Starting with the line that contains "of the silver" and ending with the last line of the entries, repeat exactly those lines and nothing else, pictures excluded.

◆ ◆ ◆

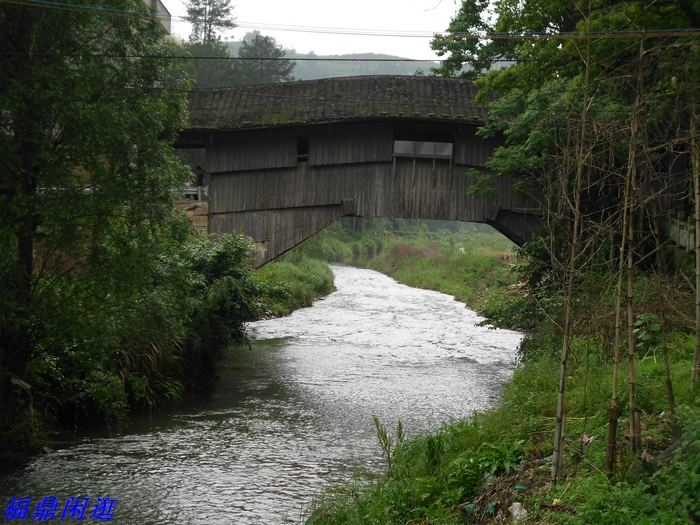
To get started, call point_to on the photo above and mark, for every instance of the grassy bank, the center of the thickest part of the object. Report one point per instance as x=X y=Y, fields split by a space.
x=293 y=283
x=473 y=471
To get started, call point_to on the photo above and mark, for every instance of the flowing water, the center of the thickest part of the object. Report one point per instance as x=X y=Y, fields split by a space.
x=292 y=415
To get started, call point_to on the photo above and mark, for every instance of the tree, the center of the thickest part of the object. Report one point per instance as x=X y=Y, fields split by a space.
x=87 y=119
x=209 y=19
x=261 y=61
x=210 y=65
x=634 y=154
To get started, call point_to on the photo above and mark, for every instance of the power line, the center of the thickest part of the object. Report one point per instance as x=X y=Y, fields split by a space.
x=628 y=33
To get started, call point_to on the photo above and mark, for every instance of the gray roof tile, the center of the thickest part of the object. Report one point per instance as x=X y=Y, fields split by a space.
x=333 y=100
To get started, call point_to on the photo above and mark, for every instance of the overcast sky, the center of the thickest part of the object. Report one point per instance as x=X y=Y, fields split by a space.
x=404 y=17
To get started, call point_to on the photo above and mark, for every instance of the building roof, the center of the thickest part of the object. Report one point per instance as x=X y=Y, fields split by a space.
x=334 y=100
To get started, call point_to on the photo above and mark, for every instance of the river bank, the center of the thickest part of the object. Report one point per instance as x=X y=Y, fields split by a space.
x=474 y=470
x=292 y=414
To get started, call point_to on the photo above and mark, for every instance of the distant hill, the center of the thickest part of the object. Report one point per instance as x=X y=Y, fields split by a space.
x=349 y=65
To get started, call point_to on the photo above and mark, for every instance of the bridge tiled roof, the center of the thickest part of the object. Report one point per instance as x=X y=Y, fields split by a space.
x=333 y=100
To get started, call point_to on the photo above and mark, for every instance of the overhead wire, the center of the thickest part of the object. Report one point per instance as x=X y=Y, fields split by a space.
x=627 y=33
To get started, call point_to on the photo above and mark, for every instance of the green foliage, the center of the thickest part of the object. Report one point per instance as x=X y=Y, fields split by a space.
x=437 y=477
x=647 y=331
x=209 y=18
x=261 y=61
x=290 y=283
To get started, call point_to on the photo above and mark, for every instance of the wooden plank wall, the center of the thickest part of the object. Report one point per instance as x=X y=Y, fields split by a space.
x=260 y=187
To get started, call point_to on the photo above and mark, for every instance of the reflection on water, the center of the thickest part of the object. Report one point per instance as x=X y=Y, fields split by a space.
x=293 y=415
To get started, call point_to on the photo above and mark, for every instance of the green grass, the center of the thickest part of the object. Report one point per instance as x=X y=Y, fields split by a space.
x=292 y=284
x=469 y=471
x=440 y=478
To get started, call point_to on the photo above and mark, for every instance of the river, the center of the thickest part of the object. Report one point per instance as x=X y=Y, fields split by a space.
x=292 y=415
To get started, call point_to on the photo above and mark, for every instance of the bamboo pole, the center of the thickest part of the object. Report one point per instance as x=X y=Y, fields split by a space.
x=695 y=157
x=571 y=271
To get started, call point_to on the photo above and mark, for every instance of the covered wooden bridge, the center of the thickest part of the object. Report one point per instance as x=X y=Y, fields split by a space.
x=286 y=160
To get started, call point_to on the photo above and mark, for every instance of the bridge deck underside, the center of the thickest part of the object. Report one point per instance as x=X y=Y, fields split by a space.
x=281 y=207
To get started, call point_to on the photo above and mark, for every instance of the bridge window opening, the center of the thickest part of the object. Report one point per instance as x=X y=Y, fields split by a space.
x=423 y=149
x=302 y=149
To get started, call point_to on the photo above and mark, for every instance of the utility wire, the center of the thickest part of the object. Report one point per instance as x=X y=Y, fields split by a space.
x=630 y=33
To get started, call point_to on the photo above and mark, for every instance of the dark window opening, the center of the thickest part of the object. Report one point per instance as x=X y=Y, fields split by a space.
x=423 y=149
x=302 y=149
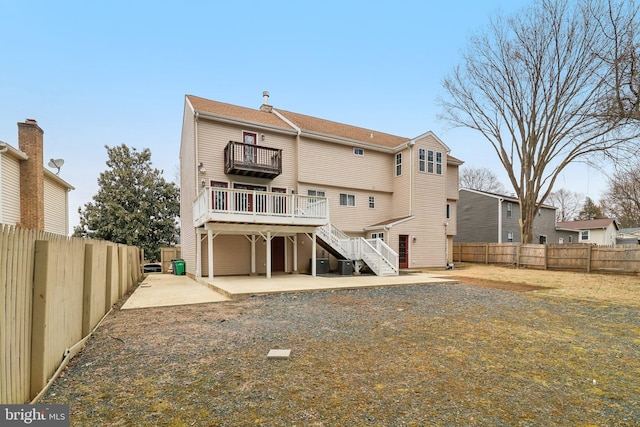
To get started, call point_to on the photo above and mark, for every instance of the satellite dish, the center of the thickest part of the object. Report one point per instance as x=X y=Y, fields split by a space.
x=56 y=163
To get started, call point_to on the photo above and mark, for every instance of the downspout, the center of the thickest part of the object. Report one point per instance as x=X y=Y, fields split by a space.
x=500 y=200
x=298 y=132
x=410 y=145
x=195 y=150
x=2 y=151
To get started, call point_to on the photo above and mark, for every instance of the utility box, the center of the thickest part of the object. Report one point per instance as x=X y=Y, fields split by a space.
x=178 y=267
x=345 y=267
x=322 y=265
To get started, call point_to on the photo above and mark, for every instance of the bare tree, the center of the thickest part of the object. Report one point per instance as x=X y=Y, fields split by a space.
x=482 y=179
x=567 y=202
x=622 y=199
x=534 y=86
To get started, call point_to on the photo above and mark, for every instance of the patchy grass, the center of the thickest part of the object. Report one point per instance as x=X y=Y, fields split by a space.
x=609 y=288
x=438 y=355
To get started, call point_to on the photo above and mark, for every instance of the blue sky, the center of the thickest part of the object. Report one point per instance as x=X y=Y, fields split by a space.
x=106 y=73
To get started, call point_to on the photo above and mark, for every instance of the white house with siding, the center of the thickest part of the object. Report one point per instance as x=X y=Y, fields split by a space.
x=267 y=190
x=31 y=196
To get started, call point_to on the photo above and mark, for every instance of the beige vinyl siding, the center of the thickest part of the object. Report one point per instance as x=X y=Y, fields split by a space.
x=352 y=219
x=429 y=209
x=10 y=190
x=335 y=165
x=55 y=208
x=188 y=190
x=452 y=182
x=402 y=183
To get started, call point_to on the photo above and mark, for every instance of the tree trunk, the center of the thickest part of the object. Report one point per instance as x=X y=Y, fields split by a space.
x=527 y=216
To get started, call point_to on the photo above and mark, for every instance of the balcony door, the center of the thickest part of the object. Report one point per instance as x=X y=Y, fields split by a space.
x=246 y=203
x=250 y=139
x=219 y=199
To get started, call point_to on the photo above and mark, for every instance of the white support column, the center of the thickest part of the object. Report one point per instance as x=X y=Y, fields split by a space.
x=210 y=253
x=295 y=253
x=268 y=255
x=198 y=254
x=313 y=254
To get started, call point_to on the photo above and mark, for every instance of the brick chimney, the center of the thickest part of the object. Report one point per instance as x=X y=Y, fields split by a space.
x=30 y=141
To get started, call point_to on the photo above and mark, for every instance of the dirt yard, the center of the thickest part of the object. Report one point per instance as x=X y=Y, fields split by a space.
x=504 y=347
x=617 y=289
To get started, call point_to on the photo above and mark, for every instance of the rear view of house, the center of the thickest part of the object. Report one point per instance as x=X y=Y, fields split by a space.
x=30 y=195
x=267 y=190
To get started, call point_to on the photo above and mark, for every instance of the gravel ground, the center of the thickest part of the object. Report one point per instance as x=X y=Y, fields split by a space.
x=432 y=355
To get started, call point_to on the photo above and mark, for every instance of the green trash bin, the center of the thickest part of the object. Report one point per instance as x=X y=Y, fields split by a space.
x=178 y=267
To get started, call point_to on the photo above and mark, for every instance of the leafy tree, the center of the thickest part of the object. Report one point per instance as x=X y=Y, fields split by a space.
x=538 y=88
x=590 y=211
x=134 y=205
x=482 y=179
x=567 y=202
x=622 y=199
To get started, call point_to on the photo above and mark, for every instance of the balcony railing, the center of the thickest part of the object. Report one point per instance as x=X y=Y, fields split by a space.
x=216 y=204
x=252 y=160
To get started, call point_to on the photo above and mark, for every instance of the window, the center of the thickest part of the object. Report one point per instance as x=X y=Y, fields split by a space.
x=219 y=196
x=250 y=139
x=347 y=199
x=279 y=201
x=316 y=193
x=422 y=160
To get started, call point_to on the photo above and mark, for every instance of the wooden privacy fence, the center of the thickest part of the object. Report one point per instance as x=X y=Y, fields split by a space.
x=54 y=291
x=623 y=259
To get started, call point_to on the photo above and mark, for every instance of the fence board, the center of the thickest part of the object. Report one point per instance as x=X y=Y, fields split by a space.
x=624 y=259
x=42 y=317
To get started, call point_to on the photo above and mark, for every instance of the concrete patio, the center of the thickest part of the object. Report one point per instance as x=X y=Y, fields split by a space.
x=159 y=290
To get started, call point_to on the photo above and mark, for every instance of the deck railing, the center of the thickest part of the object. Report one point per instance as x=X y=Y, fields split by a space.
x=224 y=204
x=252 y=160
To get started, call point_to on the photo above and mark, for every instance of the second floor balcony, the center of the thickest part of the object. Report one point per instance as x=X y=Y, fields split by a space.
x=215 y=204
x=252 y=160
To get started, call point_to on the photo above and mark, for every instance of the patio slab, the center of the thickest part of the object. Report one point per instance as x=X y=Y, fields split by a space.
x=244 y=286
x=161 y=290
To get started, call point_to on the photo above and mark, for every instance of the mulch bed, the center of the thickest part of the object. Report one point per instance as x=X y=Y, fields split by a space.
x=446 y=354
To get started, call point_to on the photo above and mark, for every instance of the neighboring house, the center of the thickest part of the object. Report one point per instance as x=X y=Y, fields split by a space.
x=598 y=231
x=30 y=195
x=490 y=217
x=628 y=236
x=267 y=190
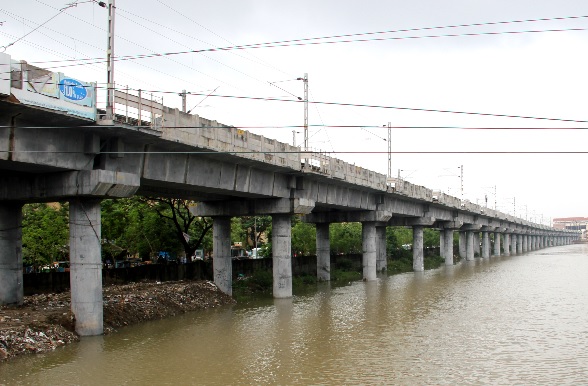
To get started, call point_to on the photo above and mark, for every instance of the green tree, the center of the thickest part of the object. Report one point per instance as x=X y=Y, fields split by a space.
x=346 y=238
x=256 y=227
x=303 y=237
x=430 y=238
x=190 y=231
x=45 y=233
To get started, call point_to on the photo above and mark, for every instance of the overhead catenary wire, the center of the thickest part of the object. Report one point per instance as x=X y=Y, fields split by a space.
x=345 y=104
x=311 y=43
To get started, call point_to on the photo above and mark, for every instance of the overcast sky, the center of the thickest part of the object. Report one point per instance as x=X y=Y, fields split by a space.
x=486 y=69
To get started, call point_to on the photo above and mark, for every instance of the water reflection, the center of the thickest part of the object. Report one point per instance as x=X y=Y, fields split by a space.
x=517 y=319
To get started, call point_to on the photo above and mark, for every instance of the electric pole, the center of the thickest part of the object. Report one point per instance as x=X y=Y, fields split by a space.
x=305 y=80
x=183 y=95
x=461 y=181
x=389 y=150
x=110 y=62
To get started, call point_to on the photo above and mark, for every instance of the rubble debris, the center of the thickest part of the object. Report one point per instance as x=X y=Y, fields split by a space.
x=45 y=322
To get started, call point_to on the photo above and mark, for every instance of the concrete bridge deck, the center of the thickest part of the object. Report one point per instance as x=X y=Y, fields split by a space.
x=50 y=155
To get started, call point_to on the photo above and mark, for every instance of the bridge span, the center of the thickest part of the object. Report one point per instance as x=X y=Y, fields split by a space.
x=51 y=151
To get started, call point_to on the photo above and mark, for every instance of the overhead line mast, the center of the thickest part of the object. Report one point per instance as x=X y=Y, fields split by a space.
x=110 y=62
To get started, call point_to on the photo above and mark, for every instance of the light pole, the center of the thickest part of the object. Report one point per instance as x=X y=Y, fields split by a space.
x=305 y=80
x=110 y=62
x=461 y=181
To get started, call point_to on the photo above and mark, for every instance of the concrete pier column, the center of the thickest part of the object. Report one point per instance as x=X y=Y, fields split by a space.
x=448 y=246
x=323 y=252
x=462 y=245
x=442 y=243
x=11 y=280
x=470 y=245
x=418 y=260
x=222 y=264
x=85 y=257
x=496 y=243
x=506 y=244
x=485 y=245
x=368 y=233
x=282 y=255
x=381 y=259
x=476 y=244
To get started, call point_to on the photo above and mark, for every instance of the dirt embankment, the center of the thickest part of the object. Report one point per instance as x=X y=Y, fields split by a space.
x=45 y=322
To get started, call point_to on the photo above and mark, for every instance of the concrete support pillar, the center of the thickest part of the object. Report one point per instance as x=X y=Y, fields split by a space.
x=485 y=245
x=448 y=246
x=418 y=260
x=470 y=245
x=496 y=243
x=477 y=244
x=323 y=252
x=11 y=281
x=441 y=244
x=222 y=264
x=368 y=232
x=85 y=257
x=282 y=255
x=506 y=244
x=462 y=245
x=381 y=259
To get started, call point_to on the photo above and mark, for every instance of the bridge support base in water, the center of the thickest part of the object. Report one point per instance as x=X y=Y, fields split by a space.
x=222 y=263
x=282 y=255
x=11 y=280
x=86 y=266
x=323 y=252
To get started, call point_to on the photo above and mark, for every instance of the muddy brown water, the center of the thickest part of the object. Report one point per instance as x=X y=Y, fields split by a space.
x=504 y=320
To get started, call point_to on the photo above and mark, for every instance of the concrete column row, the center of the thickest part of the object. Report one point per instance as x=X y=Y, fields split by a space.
x=85 y=262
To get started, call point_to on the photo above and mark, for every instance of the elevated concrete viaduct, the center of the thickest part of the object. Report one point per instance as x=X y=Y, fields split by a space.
x=47 y=155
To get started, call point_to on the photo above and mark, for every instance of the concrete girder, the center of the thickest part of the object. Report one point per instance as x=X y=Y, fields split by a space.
x=59 y=186
x=266 y=206
x=449 y=225
x=378 y=216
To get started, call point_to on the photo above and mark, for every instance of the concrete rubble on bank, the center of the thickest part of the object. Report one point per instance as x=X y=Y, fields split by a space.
x=44 y=322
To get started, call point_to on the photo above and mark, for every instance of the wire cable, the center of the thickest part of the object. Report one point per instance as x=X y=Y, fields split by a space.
x=314 y=43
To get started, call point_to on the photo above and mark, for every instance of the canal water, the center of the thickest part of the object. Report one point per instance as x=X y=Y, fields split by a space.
x=504 y=320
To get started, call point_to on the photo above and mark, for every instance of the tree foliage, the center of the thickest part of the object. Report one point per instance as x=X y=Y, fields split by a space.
x=303 y=238
x=345 y=238
x=45 y=233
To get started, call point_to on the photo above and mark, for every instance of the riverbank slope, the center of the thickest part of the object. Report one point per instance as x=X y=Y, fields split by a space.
x=45 y=322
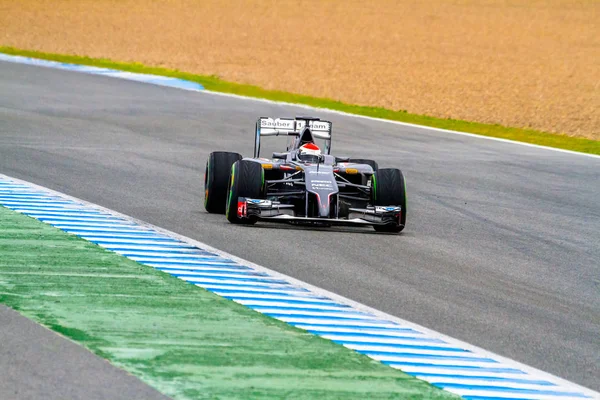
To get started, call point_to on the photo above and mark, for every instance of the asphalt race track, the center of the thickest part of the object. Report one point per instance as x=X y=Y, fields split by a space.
x=501 y=249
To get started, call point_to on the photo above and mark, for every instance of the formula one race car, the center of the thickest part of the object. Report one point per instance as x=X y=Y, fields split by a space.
x=304 y=185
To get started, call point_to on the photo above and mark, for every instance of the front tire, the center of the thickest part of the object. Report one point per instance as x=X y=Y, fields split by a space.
x=247 y=179
x=388 y=188
x=216 y=180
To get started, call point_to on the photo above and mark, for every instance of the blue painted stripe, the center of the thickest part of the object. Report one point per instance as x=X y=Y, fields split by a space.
x=391 y=327
x=350 y=311
x=338 y=307
x=539 y=392
x=180 y=250
x=240 y=279
x=125 y=236
x=465 y=368
x=190 y=262
x=216 y=268
x=495 y=398
x=95 y=232
x=400 y=332
x=309 y=300
x=238 y=287
x=430 y=356
x=244 y=290
x=110 y=243
x=65 y=212
x=401 y=346
x=317 y=317
x=181 y=264
x=163 y=255
x=431 y=378
x=172 y=249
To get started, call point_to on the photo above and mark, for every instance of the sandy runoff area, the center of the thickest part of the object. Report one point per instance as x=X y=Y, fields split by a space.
x=522 y=63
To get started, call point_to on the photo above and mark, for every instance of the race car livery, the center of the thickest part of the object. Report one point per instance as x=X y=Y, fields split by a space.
x=305 y=184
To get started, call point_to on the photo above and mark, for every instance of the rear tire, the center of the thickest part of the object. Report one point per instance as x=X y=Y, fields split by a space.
x=247 y=180
x=389 y=189
x=372 y=163
x=216 y=180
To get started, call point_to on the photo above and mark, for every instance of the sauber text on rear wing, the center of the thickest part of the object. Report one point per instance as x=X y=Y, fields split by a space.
x=266 y=126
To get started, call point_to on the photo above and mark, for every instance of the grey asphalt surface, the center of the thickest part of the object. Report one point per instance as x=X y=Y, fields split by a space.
x=501 y=249
x=36 y=363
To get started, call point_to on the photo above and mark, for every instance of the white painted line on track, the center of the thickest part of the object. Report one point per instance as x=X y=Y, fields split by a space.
x=445 y=362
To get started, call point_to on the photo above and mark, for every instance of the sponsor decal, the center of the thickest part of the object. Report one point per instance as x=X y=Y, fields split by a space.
x=241 y=209
x=279 y=123
x=383 y=209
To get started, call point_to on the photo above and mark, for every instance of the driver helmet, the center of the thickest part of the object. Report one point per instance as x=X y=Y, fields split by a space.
x=309 y=152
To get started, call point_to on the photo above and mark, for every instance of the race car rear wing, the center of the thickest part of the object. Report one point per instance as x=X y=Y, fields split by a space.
x=298 y=126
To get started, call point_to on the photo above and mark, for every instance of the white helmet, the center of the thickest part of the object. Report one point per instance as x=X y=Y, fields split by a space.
x=309 y=152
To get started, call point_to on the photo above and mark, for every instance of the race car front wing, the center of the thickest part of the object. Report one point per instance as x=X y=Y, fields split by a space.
x=274 y=211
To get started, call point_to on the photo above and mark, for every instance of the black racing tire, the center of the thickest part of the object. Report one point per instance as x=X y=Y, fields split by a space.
x=247 y=179
x=388 y=188
x=372 y=163
x=216 y=180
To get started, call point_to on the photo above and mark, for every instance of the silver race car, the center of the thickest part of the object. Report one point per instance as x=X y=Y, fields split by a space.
x=305 y=184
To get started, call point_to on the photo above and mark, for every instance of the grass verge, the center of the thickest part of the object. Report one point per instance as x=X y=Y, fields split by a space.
x=213 y=83
x=182 y=340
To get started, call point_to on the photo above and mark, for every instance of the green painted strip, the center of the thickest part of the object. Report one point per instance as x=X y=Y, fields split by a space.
x=182 y=340
x=215 y=84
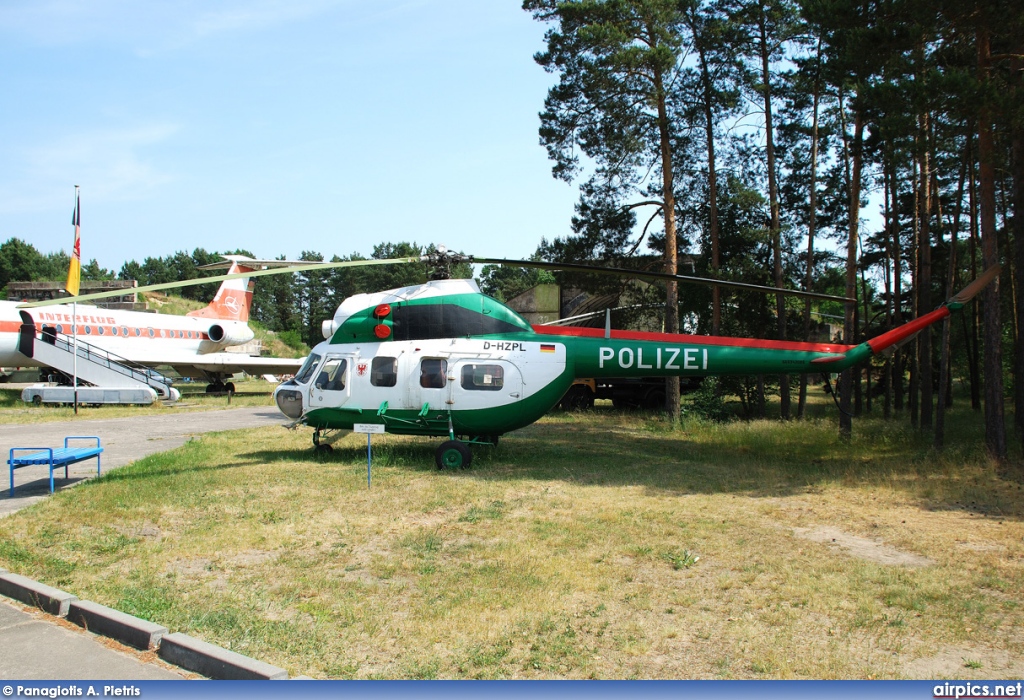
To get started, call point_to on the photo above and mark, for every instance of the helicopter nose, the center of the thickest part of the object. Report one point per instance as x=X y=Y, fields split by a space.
x=289 y=401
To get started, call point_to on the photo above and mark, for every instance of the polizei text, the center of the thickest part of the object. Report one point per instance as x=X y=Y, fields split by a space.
x=654 y=358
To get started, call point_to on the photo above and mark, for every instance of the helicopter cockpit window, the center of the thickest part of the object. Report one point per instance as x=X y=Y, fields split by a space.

◆ ◆ ◆

### Finished exercise:
To get started, call point_to on the photo above and mark, for every instance of the silver race car, the center of the thickest part of the object. Report one point per instance as x=X y=Y, fields split by a space.
x=305 y=184
To get started, call point_to on the photo above and mark, for every instance of the grass verge, the center of the thickest part of the object. Report one point per instance as x=X y=Y, fields split by a space.
x=213 y=83
x=182 y=340
To get started, call point_to on the photo above and mark, for every instance of the green painted strip, the center of the thickest part of the object. Report one point per instance as x=X y=Y, fields split by a space.
x=182 y=340
x=215 y=84
To get started, call point_to on the photo above and mark, for every instance of the helicopter nose, the center of the thickest part of the object. Report one point per instance as x=X y=Y, fields split by a space.
x=289 y=401
To get started, call point_to on the photo above and mark, for every instance of the polizei text, the center of the thickest part of the object. Report one point per instance as x=X y=Y, fields split by a space.
x=654 y=358
To get started, call point_to on the photo above and mark, for every instance of the helicopter cockpit window, the center of the thickest part of the object. Report one point per instance as x=X y=Y, fields split by a space.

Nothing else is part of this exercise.